OBJECTIVE: Output exactly the lines between the line that contains "Can you find the wing leading" and the last line of the material, counting both.

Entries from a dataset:
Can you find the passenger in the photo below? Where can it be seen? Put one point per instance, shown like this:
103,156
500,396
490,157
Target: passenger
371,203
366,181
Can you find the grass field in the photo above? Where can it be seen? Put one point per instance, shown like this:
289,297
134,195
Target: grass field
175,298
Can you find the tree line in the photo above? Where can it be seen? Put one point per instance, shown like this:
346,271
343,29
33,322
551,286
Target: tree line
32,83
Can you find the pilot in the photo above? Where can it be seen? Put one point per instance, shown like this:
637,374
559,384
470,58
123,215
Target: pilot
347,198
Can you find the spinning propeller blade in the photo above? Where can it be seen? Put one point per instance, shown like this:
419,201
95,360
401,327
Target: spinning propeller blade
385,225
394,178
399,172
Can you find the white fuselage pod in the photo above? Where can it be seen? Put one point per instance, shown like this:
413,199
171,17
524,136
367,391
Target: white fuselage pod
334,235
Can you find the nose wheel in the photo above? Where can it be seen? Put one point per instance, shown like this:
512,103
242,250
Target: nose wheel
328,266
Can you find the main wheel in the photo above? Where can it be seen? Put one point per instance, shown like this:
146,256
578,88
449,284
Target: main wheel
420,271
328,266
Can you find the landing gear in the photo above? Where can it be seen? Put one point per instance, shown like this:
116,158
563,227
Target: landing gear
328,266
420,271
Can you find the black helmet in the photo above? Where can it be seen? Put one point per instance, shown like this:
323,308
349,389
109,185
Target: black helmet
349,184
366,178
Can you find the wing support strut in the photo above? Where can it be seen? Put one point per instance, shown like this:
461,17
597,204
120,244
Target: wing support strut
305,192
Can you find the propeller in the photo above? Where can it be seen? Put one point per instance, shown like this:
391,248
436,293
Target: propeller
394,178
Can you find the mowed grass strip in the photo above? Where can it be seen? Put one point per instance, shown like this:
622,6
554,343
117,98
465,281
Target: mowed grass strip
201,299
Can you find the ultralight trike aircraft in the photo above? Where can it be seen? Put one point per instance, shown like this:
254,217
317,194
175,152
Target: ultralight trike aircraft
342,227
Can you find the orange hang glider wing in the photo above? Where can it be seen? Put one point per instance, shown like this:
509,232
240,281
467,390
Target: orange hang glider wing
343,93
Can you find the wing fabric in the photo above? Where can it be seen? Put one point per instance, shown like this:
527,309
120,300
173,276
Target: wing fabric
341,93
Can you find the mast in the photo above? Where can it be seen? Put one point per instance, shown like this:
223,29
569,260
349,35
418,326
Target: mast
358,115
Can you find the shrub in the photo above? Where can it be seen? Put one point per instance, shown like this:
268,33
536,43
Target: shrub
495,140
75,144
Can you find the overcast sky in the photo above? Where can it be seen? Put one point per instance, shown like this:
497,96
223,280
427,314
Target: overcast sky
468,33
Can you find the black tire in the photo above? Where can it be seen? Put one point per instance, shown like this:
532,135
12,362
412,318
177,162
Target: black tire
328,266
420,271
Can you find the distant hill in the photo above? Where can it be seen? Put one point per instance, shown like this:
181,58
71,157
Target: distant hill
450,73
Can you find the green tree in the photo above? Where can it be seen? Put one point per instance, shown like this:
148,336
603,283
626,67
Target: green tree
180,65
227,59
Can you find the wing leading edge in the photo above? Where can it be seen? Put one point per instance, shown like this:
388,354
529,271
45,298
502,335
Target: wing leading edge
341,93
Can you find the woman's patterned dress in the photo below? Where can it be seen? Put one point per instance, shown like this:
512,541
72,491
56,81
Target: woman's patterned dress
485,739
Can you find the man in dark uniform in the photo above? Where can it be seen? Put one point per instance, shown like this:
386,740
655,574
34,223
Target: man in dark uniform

THE COMPLETED TASK:
Can you find the wing leading edge in the photo above? Where can it be seen? Put one point per instance, shown like this:
388,354
529,271
45,298
502,335
Target: wing leading edge
341,93
Can you find the woman's patterned dress in the photo below? Where can it be seen? Put one point per instance, shown like this:
512,541
72,491
56,81
Target: woman's patterned dress
485,739
Can you find the man in dark uniform in the photo above? Where can it be seen? Put one point per instance, shown like this:
386,740
655,574
34,223
Target: man in dark uniform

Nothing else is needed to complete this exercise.